> _PASSAGE_
## begin
Question

Please help| Find the fourth roots of the complex number below.

Answer 1

\[\left( \frac{ 1+i }{ 2-i }\right)^{\frac{ 1 }{ 4 }}\]

Answer 2

First rewrite the given complex number:
\[\frac{1+i}{2-i}\times\frac{2+i}{2+i}=\frac{1}{5}+i\frac{1}{5}\]
or a different way that you might find more convenient:
\[\begin{cases}1+i=\sqrt2e^{i\pi/4}\\
2-i=\sqrt{5}e^{i\arctan(-1/2)}\end{cases}~~\implies~~\begin{align*}\frac{1+i}{2-i}&=\sqrt{\frac{2}{5}}e^{i(\pi/4-\arctan(-1/2))}\\&=\sqrt{\frac{2}{5}}e^{i(\pi/4+\arctan(1/2))}\end{align*}\]

Answer 3

Now, the \(n\)th roots to any complex number are given by
\[z^{1/n}=r^{1/n}\exp\left(i\frac{\theta+2\pi k}{n}\right)\]
where in this case, \(n=4\), and \(k=0,1,2,3\).
## end
Excerpts from a pointing dataset:
## begin
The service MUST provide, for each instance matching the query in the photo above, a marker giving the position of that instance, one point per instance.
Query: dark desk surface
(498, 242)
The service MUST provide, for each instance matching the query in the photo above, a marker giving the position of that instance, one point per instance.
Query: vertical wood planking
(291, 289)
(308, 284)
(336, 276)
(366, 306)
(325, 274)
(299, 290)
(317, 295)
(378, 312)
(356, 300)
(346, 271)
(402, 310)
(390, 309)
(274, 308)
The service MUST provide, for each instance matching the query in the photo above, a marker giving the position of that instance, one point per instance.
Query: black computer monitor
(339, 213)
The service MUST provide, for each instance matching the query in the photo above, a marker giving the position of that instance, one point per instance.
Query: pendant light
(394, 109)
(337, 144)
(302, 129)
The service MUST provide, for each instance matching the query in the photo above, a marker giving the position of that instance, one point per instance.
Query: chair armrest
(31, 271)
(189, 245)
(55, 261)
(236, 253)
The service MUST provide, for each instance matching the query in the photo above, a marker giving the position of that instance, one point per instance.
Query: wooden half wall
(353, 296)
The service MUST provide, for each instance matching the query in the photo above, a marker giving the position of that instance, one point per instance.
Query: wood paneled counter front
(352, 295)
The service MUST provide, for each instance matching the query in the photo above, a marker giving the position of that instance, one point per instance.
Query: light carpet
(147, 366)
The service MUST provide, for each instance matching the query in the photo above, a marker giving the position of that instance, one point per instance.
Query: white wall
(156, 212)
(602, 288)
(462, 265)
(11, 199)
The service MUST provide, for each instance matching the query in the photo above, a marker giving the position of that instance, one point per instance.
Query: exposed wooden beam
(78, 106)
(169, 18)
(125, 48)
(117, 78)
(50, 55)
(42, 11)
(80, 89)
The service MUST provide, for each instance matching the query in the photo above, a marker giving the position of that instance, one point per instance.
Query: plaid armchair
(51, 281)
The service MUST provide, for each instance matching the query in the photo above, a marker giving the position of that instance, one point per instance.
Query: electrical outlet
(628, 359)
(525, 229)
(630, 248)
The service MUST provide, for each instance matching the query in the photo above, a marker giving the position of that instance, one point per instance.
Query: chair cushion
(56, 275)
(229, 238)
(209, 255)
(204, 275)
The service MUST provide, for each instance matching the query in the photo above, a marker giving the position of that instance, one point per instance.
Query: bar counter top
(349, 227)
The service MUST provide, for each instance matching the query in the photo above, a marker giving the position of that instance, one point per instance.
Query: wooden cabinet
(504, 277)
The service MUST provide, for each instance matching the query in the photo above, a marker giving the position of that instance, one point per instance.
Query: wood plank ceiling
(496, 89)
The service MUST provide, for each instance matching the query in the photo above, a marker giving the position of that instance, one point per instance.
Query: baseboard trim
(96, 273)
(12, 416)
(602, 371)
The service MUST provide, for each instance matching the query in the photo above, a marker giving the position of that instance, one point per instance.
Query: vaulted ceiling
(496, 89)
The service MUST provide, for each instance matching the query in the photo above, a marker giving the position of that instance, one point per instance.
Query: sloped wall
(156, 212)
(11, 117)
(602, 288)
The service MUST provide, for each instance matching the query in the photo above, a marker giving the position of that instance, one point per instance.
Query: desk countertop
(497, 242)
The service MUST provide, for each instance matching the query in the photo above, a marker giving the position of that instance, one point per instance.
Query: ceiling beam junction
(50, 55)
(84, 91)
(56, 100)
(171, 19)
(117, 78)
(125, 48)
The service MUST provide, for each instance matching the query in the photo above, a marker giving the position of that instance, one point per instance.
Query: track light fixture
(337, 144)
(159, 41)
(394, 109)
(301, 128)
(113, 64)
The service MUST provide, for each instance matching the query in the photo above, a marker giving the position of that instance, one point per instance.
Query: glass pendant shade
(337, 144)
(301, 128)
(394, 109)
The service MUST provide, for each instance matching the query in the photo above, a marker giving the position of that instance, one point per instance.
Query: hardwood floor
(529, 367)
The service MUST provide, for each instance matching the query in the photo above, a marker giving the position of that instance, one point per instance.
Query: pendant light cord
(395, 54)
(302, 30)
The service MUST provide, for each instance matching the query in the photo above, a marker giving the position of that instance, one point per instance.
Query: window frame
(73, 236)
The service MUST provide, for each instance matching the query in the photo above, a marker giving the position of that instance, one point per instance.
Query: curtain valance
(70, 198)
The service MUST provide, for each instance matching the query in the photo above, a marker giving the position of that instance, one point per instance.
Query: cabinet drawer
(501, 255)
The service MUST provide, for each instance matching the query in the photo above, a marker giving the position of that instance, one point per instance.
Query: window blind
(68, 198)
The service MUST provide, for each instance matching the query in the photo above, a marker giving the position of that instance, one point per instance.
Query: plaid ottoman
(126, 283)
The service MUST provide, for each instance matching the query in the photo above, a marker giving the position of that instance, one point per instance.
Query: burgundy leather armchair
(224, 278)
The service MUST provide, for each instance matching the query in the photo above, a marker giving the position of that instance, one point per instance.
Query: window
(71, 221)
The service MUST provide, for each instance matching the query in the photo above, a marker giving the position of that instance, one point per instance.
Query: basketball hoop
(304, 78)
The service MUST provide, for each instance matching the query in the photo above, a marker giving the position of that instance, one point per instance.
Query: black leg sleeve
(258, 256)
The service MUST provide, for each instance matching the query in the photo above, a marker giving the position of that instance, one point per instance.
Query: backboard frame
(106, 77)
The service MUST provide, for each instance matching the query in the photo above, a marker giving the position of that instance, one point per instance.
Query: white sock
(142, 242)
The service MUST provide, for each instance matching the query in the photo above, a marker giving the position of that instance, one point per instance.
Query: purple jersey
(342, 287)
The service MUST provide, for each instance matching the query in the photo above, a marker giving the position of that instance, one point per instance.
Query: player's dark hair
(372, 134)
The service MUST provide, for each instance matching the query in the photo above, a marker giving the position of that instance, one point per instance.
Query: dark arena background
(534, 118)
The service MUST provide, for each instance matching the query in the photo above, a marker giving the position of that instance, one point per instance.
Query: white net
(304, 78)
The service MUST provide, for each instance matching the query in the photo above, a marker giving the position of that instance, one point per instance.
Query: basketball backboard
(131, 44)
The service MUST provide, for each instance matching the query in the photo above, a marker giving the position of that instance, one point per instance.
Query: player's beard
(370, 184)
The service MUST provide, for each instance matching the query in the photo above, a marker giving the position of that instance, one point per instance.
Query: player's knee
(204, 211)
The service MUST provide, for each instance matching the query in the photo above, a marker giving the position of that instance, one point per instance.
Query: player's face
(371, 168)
## end
> _TASK 1_
Reproduce the part of the complex roots thread from "First rewrite the" to "case, \(n=4\), and \(k=0,1,2,3\).".
> _TASK 2_
In the complex roots thread, which values of k are used to find the fourth roots?

> _PROBLEM SOLUTION 1_
First rewrite the given complex number:
\[\frac{1+i}{2-i}\times\frac{2+i}{2+i}=\frac{1}{5}+i\frac{1}{5}\]
or a different way that you might find more convenient:
\[\begin{cases}1+i=\sqrt2e^{i\pi/4}\\
2-i=\sqrt{5}e^{i\arctan(-1/2)}\end{cases}~~\implies~~\begin{align*}\frac{1+i}{2-i}&=\sqrt{\frac{2}{5}}e^{i(\pi/4-\arctan(-1/2))}\\&=\sqrt{\frac{2}{5}}e^{i(\pi/4+\arctan(1/2))}\end{align*}\]

Answer 3

Now, the \(n\)th roots to any complex number are given by
\[z^{1/n}=r^{1/n}\exp\left(i\frac{\theta+2\pi k}{n}\right)\]
where in this case, \(n=4\), and \(k=0,1,2,3\).

> _PROBLEM SOLUTION 2_
k = 0, 1, 2, and 3